**THE TASK:** From the article on the Catholic hospital merger below, list every medical procedure that the Catholic Church is said to oppose.

By Jenny Gold
October 17th, 2012, 1:42 PM
Big news today in the land of hospital mergers and acquisitions.
The consolidated Catholic health system would include 82 hospitals and 89 continuing care facilities, home health and hospice programs. The two health systems together have nearly 2.8 million visits each year across 21 states. They employ more than 87,000 employees, including 4,100 doctors.
The merger is aimed, in part, at preparing for a new system of care that is moving away from fee-for-service medicine and toward a focus on population-based health, where providers are offered financial incentives to keep patients healthy and lower costs through better-coordinated care.
“By bringing Catholic Health East and Trinity Health together, we will enhance our ability to create innovative models of care and advance clinical quality across the continuum,” said Judith Persichilli, president and CEO, Catholic Health East in a press release.
Hospital systems across the country are facing growing financial pressure to consolidate or expand by merging with or acquiring other providers. But expanding Catholic health systems has proved difficult in other parts of the county. Several proposed mergers between Catholic and secular hospitals, for example, have collapsed in part because of concerns about the Catholic Church’s opposition to abortions, in-vitro fertilizations and sterilizations.
In January, Catholic Healthcare West, which primarily operates in California, Arizona and Nevada, decided to end its governing board’s affiliation with the Catholic Church and changed its name to Dignity Health to make it easier to merge with secular hospitals.
Today’s announcement represents another option: Maintain the religious character of the system by merging with another Catholic system.
“A unified ministry allows us to better leverage our talents and size, and to use our resources more effectively in furtherance of our mission,” said Dennis Fitzpatrick, chairperson of Catholic Health East’s board of directors. “Together, we will have a greater ability to influence and transform health care at the national level.”
The two systems will pursue the merger over the next few months with the goal of reaching a definitive agreement by next spring. If the merger is completed, the combined system would have annual operating revenues of about $13.3 billion and assets of about $19.3 billion.

(Dataset entries)
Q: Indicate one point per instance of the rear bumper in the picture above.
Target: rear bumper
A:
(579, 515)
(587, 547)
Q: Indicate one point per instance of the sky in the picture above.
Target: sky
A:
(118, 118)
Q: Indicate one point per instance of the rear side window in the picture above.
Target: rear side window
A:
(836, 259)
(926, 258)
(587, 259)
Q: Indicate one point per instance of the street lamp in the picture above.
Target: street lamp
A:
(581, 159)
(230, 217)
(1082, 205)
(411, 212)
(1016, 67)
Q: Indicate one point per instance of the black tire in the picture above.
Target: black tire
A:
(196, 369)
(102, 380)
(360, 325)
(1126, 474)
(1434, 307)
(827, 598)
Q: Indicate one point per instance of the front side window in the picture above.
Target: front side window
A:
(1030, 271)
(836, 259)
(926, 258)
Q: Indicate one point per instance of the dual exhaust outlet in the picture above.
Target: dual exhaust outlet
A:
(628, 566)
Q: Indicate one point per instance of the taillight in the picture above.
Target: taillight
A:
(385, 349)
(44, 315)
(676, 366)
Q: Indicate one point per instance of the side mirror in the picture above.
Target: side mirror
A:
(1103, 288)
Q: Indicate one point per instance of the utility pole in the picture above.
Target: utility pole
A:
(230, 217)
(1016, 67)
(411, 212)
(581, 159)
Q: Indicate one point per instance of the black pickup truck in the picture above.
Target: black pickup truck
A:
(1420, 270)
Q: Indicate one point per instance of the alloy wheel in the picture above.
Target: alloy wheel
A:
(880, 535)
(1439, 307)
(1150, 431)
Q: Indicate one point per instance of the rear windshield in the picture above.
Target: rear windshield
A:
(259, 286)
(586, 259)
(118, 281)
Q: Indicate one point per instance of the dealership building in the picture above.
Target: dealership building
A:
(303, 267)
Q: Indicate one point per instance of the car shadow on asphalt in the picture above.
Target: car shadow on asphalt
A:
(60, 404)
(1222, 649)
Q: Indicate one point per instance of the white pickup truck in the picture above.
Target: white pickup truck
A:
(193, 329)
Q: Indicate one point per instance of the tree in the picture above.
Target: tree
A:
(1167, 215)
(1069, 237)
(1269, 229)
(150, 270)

**TASK OUTPUT:** Abortions, in-vitro fertilizations, and sterilizations.